• _REQUIREMENTS_
Output all of the records exactly as written.

::::

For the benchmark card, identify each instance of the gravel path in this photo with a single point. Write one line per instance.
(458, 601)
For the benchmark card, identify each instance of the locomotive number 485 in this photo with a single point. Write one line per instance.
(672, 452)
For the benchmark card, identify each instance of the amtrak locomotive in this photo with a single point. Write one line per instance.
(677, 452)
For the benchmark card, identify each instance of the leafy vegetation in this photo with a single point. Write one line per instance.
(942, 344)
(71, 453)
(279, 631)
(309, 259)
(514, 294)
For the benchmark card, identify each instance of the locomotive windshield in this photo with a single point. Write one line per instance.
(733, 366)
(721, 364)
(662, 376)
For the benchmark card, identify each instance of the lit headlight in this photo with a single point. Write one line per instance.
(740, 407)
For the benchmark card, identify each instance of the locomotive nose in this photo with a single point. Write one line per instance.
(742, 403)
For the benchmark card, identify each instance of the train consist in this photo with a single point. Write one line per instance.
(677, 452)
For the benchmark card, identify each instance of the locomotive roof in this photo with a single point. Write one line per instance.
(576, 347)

::::

• _WRITTEN REPLY_
For the benchmark card, identify each instance of the gravel path in this photo with a single point. Write one line per instance.
(458, 601)
For the benchmark card, identify each instance of the locomotive number 485 in this photo with a single point. Write one line per instance.
(672, 452)
For the benchmark card, identify each instance of the amtrak locomotive in this photo with a single point. Write one line per instance.
(677, 452)
For the benchmark card, identify each instance of the leafy vegetation in this photo with a single point. Write one line per instance.
(942, 344)
(71, 453)
(279, 631)
(309, 259)
(514, 294)
For the benchmark card, identify each instance of the locomotive windshield in this photo with a single point. Write one line per instance.
(733, 366)
(721, 364)
(662, 376)
For the benchmark card, identify each instance of the lit headlight in this photo with a single point. Write one line per instance.
(740, 407)
For the benchmark card, identify each instance of the locomotive nose in this photo with a single point. Write one line per instance.
(742, 403)
For the benchmark card, identify each instance of the train consist in this photo with a single point. Write one line per instance.
(677, 452)
For the benchmark card, identify each instance of the locomotive roof in this photo with a single point. Write one line per instance.
(576, 347)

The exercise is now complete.